RECORD EXCERPTS ::
============

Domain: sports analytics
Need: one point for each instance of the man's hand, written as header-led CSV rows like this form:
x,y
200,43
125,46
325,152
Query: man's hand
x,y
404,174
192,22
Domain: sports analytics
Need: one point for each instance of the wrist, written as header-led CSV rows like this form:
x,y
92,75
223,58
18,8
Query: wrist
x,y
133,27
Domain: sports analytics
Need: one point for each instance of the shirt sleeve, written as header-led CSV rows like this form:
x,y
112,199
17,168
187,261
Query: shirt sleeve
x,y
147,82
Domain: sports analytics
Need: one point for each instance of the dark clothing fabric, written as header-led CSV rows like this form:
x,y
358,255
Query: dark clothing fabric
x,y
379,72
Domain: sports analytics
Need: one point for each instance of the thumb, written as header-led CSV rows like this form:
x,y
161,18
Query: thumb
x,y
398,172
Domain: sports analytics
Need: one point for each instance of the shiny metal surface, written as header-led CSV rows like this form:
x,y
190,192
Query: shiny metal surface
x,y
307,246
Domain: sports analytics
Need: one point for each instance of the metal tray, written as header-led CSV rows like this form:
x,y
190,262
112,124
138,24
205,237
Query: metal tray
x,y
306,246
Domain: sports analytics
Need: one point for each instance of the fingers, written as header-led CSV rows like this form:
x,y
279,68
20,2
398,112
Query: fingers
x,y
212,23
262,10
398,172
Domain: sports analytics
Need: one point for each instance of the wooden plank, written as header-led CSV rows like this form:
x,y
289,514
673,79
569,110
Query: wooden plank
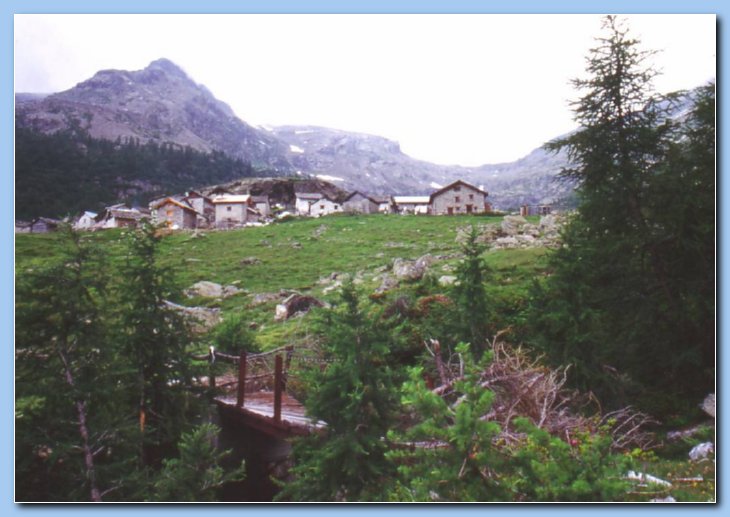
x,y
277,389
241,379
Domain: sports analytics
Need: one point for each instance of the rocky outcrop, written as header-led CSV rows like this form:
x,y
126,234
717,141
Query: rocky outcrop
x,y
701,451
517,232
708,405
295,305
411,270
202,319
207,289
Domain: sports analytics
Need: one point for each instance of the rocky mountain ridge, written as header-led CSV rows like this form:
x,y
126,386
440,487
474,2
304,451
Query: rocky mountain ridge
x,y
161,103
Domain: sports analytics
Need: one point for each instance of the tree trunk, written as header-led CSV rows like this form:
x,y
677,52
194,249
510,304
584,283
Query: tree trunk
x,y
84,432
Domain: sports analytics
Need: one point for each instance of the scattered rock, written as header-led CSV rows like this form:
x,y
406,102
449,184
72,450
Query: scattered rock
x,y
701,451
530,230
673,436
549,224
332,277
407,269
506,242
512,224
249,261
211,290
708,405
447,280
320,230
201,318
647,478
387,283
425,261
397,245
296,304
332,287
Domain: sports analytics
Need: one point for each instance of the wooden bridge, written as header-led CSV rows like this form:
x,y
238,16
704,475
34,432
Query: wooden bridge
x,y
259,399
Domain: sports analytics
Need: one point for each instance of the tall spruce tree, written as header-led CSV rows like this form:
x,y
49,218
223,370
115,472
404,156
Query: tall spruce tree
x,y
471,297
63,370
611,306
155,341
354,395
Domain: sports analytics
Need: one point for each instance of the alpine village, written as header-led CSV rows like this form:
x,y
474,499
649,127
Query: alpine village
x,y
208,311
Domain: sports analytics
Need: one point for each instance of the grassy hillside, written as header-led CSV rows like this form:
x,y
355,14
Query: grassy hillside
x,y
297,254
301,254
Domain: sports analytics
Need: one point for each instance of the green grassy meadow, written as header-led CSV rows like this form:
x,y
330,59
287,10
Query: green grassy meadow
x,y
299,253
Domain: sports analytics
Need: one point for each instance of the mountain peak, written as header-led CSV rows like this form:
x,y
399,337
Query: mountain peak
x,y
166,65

============

THE TASK ::
Give the listing above again exactly, minus any images.

RESULT FOR THIS TASK ::
Domain: sports analytics
Need: one point for each instance of the man's hand, written as header-led CSV rows like this form:
x,y
200,43
125,46
325,152
Query: man's hand
x,y
404,174
192,22
Domain: sports analytics
Need: one point for each instance of the wrist, written as header-led CSV rows like this form:
x,y
92,75
223,58
18,8
Query: wrist
x,y
133,27
Domain: sports analytics
Need: one point for each instance of the shirt sleeve, written as header-led CSV rows like this form:
x,y
112,199
17,168
187,261
Query: shirt sleeve
x,y
147,82
Domain: sports analytics
Need: one point for each instance of the dark clothing fabric, written as header-led CSV rows like this form:
x,y
358,255
Query: dark clothing fabric
x,y
379,72
Domain: sports analytics
Need: one point for each instance of the thumb, written as header-led CSV rows like this form:
x,y
161,18
Query: thumb
x,y
398,172
Domain: sports analytics
Need: one point for each instance of the shiny metal surface, written as header-led CSV rows like this form:
x,y
190,192
Query: shiny metal surface
x,y
307,246
Domain: sports analytics
Need: one point for each instance of the metal tray, written as header-led CSV rows like this form:
x,y
190,262
112,124
138,24
205,237
Query: metal tray
x,y
306,246
Domain: sports analytics
Need: one point for each instance of the fingers, written as header-led CSV rows like this form:
x,y
279,68
20,2
398,112
Query: fingers
x,y
212,23
262,10
398,172
Domain: sports analytics
Need: one point for each instance of the wooden plank, written as header-led CSV rows like this form:
x,y
289,514
673,79
569,110
Query: wooden plank
x,y
277,389
241,379
Domain: sports analytics
Need: one point for each instance of the rocky outcrop, written as header-led CSV rows like this form:
x,y
126,234
717,141
Query: rocky outcrop
x,y
701,451
517,232
708,405
295,305
411,270
202,319
207,289
Domain: sports analytics
Need: one point for each instance of the rocky mountain ridge, written as header-led CSV rows like this form:
x,y
126,386
440,487
474,2
304,451
Query: rocky mountain ridge
x,y
161,103
Domain: sports analytics
Need: one point for each instance of the tree trunk, written as header-led CSV rows like this form:
x,y
677,52
194,249
510,304
584,283
Query: tree trunk
x,y
84,432
Domain: sports analytics
Need: one point for each instance of the scattered rock, written as header-led CSV rows like this form:
x,y
406,102
449,184
72,450
Query: scattered rock
x,y
701,451
530,230
673,436
549,224
332,277
407,269
506,242
512,224
249,261
211,290
708,405
447,280
320,230
201,318
647,478
387,283
425,261
397,245
296,304
332,287
Domain: sports analytics
Need: one point for each instance of the wooden bridge, written as header-led CSV rows like this form:
x,y
238,16
704,475
34,432
Query: wooden bridge
x,y
259,399
Domain: sports analytics
Need: one point for each instance of the tall spruce tree, written as header-led CSV rows like this form:
x,y
49,218
223,370
115,472
404,156
Query: tall spruce tree
x,y
471,297
63,370
611,306
155,341
354,395
Domain: sports analytics
Need: one point for each instance of the alpine village, written as header-led CSV rows like this form:
x,y
474,499
649,127
Query: alpine village
x,y
208,311
Domain: sports analytics
Need: one point for each instance of the grassy hillside, written as header-led CSV rows like this form:
x,y
355,14
Query: grassy hillside
x,y
297,254
301,254
Domain: sports analytics
Need: one point for each instance of the green grassy meadow, written as header-led CSV rows like this form:
x,y
330,59
287,10
Query: green grassy meadow
x,y
299,253
Domain: sports analytics
Need: one point for each instance of the mountain peak, written as header-led CSV rows like this form:
x,y
399,337
Query: mountain peak
x,y
166,65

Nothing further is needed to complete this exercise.